* WHAT IS BEING ASKED *
Copy the records below word for word, leaving out the pictures.

-- Start MATERIAL SHOWN --

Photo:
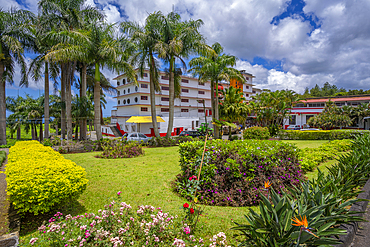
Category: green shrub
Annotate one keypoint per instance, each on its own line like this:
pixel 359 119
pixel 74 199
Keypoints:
pixel 259 133
pixel 234 172
pixel 320 134
pixel 39 178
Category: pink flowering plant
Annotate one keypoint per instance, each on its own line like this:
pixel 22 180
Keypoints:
pixel 118 224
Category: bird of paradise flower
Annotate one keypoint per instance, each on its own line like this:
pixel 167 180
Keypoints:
pixel 303 223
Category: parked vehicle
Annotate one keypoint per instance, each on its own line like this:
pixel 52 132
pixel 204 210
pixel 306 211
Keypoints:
pixel 293 127
pixel 192 133
pixel 135 136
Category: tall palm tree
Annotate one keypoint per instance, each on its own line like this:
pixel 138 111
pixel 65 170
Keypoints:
pixel 179 39
pixel 145 38
pixel 215 67
pixel 67 16
pixel 13 37
pixel 102 48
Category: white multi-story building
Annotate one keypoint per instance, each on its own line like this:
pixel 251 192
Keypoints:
pixel 134 101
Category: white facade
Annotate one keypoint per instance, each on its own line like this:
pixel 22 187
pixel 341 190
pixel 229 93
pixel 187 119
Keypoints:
pixel 134 100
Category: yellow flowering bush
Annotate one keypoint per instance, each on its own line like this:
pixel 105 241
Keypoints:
pixel 39 177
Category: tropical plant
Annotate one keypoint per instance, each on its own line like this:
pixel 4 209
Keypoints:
pixel 232 107
pixel 215 67
pixel 14 35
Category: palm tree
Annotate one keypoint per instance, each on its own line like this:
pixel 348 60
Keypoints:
pixel 178 41
pixel 232 107
pixel 145 38
pixel 65 17
pixel 215 68
pixel 13 37
pixel 101 48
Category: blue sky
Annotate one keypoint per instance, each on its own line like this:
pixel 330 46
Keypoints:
pixel 285 44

-- End MATERIAL SHOWN --

* FULL ANSWER *
Photo:
Category: green shrub
Annotate one keypoint per instance, each on its own line like this:
pixel 359 119
pixel 74 199
Keypoints:
pixel 259 133
pixel 234 172
pixel 320 134
pixel 39 178
Category: pink flowering plant
Annotate one keypoint per instance, each on its own line like this:
pixel 22 180
Keypoints:
pixel 118 224
Category: bird of paradise flower
Annotate one keypoint per instance, each on its own line like this:
pixel 167 180
Keypoints:
pixel 303 223
Category: parked vehicle
Annotate one keypoint per instance, each on its own line like this:
pixel 52 132
pixel 204 210
pixel 306 211
Keypoints:
pixel 293 127
pixel 192 133
pixel 135 136
Category: tall palm tree
Annotate one keypoint per instance, each on its own line like this:
pixel 138 111
pixel 65 170
Keypoints:
pixel 179 39
pixel 145 38
pixel 215 67
pixel 67 16
pixel 13 37
pixel 102 48
Category: white multi-story building
Annotate one keypoint per instance, each on its own line like this:
pixel 251 192
Keypoints:
pixel 134 101
Category: white facade
Annotate one keypoint per instance, each on its own line like this:
pixel 22 187
pixel 341 190
pixel 229 93
pixel 187 119
Keypoints:
pixel 134 100
Category: yellow flowering bush
Annotate one keypoint per instance, each on its own line like this:
pixel 105 241
Keypoints:
pixel 39 177
Category: tropical plant
Annotate one keypoint per instance, each on its own line like this:
pixel 4 209
Keypoints:
pixel 232 107
pixel 215 67
pixel 14 35
Category: palm tree
Annotate one keypoint per instance, each on its own line like this:
pixel 348 60
Keypoints:
pixel 178 41
pixel 232 107
pixel 145 38
pixel 65 17
pixel 215 68
pixel 13 37
pixel 101 48
Category: blue sky
Annotate one keypoint per instance, each on its own line like this:
pixel 330 46
Keypoints:
pixel 285 44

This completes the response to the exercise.